#### [Source extract]
Explainable Deepfake Video Detection using Convolutional Neural Network and CapsuleNet

Authors: Gazi Hasin Ishrak, Zalish Mahmud, MD. Zami Al Zunaed Farabe, Tahera Khanom Tinni, Tanzim Reza, Mohammad Zavid Parvez

Published: 2024-04-19 12:21:27+00:00

AI Summary

This research proposes a hybrid deepfake video detection model combining Convolutional Neural Networks (CNNs), Capsule Networks, and Long Short-Term Memory (LSTM) networks. The model aims not only for accurate detection but also for explainability using Grad-CAM to visualize the model's decision-making process.

#### [Directives]
1 > Revise the deepfake detection summary, beginning at "This research proposes" and stopping after "model's decision-making process.", with "hybrid" replaced by "combined".
2 > Extend the deepfake detection summary past its last sentence.
The records that come next are separate from the deepfake detection summary.

[Pointing records]
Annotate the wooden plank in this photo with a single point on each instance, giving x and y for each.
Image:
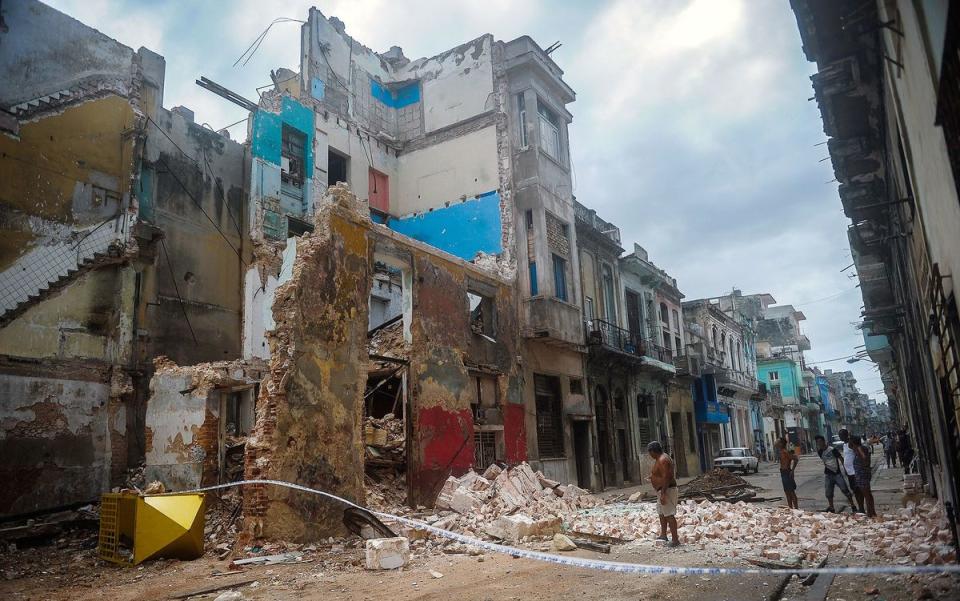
(211, 589)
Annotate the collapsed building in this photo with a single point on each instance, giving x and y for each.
(135, 233)
(388, 283)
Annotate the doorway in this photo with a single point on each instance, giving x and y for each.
(679, 445)
(581, 452)
(624, 454)
(603, 434)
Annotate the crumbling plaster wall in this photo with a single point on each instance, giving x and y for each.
(310, 411)
(183, 419)
(563, 363)
(62, 433)
(45, 51)
(443, 351)
(198, 268)
(309, 414)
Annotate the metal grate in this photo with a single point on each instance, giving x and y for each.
(484, 449)
(108, 547)
(549, 417)
(948, 97)
(45, 265)
(945, 322)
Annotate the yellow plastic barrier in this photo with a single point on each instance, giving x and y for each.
(134, 528)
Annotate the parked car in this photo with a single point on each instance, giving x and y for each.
(737, 458)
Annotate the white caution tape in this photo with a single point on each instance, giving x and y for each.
(594, 564)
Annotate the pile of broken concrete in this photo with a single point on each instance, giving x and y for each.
(508, 504)
(916, 534)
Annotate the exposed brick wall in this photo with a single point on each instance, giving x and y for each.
(557, 236)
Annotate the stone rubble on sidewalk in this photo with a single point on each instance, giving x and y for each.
(387, 553)
(915, 534)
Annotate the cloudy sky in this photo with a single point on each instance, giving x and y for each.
(692, 130)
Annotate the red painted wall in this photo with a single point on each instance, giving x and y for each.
(514, 433)
(445, 439)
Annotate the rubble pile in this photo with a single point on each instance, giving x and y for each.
(386, 491)
(385, 439)
(715, 478)
(508, 504)
(223, 519)
(388, 341)
(916, 534)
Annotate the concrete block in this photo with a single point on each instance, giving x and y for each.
(463, 502)
(562, 542)
(387, 553)
(511, 527)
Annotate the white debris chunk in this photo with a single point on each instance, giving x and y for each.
(387, 553)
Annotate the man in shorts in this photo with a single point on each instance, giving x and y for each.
(848, 455)
(833, 474)
(788, 463)
(663, 479)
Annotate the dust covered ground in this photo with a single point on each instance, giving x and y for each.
(334, 569)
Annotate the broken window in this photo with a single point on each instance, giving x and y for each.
(549, 416)
(486, 408)
(522, 110)
(481, 314)
(336, 167)
(609, 299)
(486, 448)
(236, 422)
(292, 167)
(549, 131)
(643, 418)
(237, 412)
(560, 277)
(379, 193)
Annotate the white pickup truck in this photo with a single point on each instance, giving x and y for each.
(737, 458)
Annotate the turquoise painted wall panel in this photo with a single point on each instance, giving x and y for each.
(462, 229)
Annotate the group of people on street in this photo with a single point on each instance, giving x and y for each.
(897, 445)
(848, 468)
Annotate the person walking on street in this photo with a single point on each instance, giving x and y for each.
(848, 467)
(788, 463)
(663, 479)
(861, 463)
(905, 449)
(890, 449)
(832, 474)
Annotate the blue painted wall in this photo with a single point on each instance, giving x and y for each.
(789, 375)
(268, 132)
(397, 98)
(462, 229)
(824, 387)
(705, 405)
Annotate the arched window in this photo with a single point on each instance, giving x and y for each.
(644, 410)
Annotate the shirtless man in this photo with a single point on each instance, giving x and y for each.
(788, 463)
(663, 479)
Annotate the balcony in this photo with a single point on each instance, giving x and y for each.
(605, 336)
(589, 217)
(735, 383)
(553, 321)
(600, 332)
(687, 365)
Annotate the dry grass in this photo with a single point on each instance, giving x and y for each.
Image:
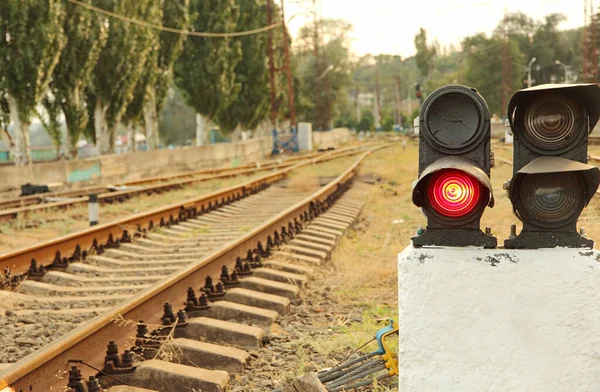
(388, 221)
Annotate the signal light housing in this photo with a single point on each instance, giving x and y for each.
(454, 187)
(552, 182)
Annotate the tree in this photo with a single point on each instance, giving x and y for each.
(144, 91)
(5, 120)
(251, 105)
(484, 67)
(31, 39)
(330, 79)
(177, 119)
(119, 68)
(175, 15)
(205, 71)
(51, 121)
(425, 53)
(86, 33)
(549, 45)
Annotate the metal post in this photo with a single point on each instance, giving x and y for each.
(288, 71)
(93, 209)
(317, 67)
(529, 72)
(271, 64)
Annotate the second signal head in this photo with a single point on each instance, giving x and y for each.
(552, 182)
(454, 187)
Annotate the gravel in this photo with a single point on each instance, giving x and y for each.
(23, 335)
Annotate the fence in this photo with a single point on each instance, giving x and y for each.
(127, 167)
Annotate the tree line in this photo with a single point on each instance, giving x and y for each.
(515, 41)
(104, 66)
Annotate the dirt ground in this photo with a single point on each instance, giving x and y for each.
(344, 306)
(40, 226)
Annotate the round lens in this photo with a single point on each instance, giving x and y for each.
(453, 119)
(551, 123)
(551, 197)
(453, 193)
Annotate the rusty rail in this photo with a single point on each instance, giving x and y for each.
(81, 197)
(39, 198)
(38, 371)
(77, 245)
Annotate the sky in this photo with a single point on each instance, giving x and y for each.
(389, 26)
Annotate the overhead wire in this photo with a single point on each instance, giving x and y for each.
(170, 29)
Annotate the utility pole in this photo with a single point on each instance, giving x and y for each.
(271, 65)
(506, 65)
(377, 97)
(398, 100)
(357, 90)
(529, 71)
(317, 67)
(585, 41)
(288, 70)
(590, 54)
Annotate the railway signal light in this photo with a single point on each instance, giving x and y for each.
(454, 188)
(552, 182)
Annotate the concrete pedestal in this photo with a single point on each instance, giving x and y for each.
(499, 320)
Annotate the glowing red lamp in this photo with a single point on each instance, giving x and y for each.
(453, 193)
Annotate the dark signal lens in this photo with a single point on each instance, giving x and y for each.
(552, 123)
(453, 193)
(453, 120)
(551, 198)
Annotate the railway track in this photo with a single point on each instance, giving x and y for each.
(256, 258)
(11, 208)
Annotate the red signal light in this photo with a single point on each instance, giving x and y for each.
(453, 193)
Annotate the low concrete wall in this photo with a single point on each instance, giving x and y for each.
(332, 138)
(126, 167)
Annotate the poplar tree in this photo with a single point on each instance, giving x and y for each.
(31, 39)
(176, 14)
(149, 76)
(251, 105)
(86, 32)
(205, 71)
(119, 68)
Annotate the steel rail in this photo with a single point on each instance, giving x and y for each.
(74, 245)
(38, 371)
(81, 196)
(39, 198)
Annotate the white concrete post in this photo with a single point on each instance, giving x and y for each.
(499, 320)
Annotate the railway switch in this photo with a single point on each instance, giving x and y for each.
(552, 182)
(454, 188)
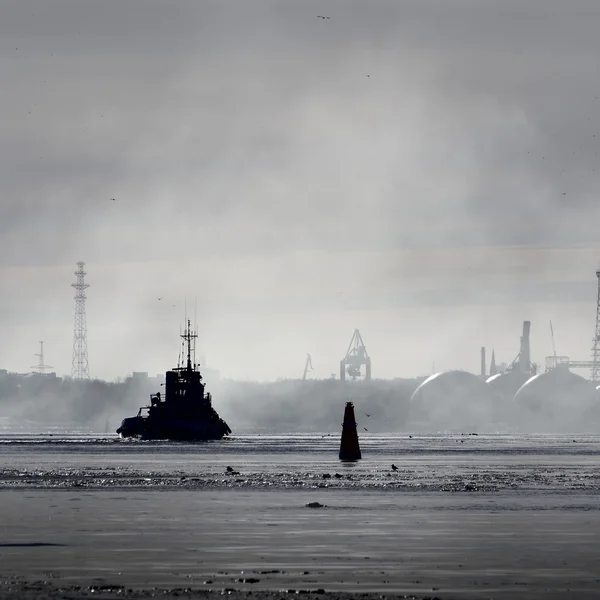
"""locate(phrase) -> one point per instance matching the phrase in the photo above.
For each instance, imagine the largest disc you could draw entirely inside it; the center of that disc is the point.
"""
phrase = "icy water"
(462, 516)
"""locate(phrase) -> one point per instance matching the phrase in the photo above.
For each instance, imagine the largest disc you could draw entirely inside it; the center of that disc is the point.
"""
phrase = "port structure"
(41, 366)
(522, 362)
(307, 367)
(80, 368)
(595, 368)
(356, 357)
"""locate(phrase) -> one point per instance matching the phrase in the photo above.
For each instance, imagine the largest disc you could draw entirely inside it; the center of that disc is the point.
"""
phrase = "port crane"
(356, 357)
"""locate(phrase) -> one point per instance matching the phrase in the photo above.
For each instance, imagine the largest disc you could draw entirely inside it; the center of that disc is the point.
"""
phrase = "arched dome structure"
(504, 386)
(454, 400)
(556, 401)
(507, 383)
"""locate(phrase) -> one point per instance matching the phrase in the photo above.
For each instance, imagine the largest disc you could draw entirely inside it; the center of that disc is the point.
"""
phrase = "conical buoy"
(349, 448)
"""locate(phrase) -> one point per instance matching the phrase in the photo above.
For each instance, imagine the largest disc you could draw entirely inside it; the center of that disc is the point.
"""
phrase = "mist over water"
(425, 172)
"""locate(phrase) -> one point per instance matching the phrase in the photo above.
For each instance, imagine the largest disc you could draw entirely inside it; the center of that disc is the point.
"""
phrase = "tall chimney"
(483, 363)
(525, 351)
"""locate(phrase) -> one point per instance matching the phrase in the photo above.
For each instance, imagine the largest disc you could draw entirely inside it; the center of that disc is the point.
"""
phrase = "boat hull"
(172, 429)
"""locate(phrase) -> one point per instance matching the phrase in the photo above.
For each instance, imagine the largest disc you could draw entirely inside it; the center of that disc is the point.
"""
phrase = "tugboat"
(185, 412)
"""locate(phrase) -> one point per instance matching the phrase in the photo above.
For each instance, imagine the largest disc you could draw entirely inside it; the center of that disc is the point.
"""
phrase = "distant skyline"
(426, 172)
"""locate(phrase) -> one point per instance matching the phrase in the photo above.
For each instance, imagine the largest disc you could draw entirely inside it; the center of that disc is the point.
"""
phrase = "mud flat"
(240, 542)
(461, 516)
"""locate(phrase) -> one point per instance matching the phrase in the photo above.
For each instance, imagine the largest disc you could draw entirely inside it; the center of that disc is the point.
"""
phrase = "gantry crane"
(355, 358)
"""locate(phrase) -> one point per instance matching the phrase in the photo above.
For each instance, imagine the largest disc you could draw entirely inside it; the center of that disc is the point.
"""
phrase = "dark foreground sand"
(260, 543)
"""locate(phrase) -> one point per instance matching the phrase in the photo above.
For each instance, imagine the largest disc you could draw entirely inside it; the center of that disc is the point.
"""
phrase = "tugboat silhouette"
(185, 413)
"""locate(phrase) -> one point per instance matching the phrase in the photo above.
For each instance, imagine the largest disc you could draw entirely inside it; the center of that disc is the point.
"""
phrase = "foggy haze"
(424, 171)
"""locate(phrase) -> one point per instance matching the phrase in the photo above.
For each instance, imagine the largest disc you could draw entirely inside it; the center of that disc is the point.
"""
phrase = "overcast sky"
(425, 171)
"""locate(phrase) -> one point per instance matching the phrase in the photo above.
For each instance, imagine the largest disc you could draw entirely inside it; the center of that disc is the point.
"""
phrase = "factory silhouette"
(519, 397)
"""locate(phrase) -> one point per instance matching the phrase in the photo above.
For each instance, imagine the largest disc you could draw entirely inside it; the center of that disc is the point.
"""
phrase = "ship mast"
(188, 336)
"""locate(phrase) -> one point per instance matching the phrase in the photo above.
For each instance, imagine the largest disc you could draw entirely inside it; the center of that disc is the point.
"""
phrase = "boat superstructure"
(185, 412)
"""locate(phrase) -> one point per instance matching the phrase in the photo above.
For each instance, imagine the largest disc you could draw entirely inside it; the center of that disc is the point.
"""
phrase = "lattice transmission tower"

#### [Final answers]
1 >
This research proposes a combined deepfake video detection model combining Convolutional Neural Networks (CNNs), Capsule Networks, and Long Short-Term Memory (LSTM) networks. The model aims not only for accurate detection but also for explainability using Grad-CAM to visualize the model's decision-making process.

2 >
Abstract

Deepfake technology, derived from deep learning, seamlessly inserts individuals into digital media, irrespective of their actual participation. Its foundation lies in machine learning and Artificial Intelligence (AI). Initially, deepfakes served research, industry, and entertainment. While the concept has existed for decades, recent advancements render deepfakes nearly indistinguishable from reality. Accessibility has soared, empowering even novices to create convincing deepfakes. However, this accessibility raises security concerns.The primary deepfake creation algorithm, GAN (Generative Adversarial Network), employs machine learning to craft realistic images or videos. Our objective is to utilize CNN (Convolutional Neural Network) and CapsuleNet with LSTM to differentiate between deepfake-generated frames and originals. Furthermore, we aim to elucidate our model's decision-making process through Explainable AI, fostering transparent human-AI relationships and offering practical examples for real-life scenarios.


Key findings
The proposed hybrid model achieved 88% validation accuracy on the DFDC dataset. Grad-CAM visualization helped explain the model's decisions by highlighting relevant facial regions in both real and fake videos. The model showed improved performance compared to a referenced combined-model approach.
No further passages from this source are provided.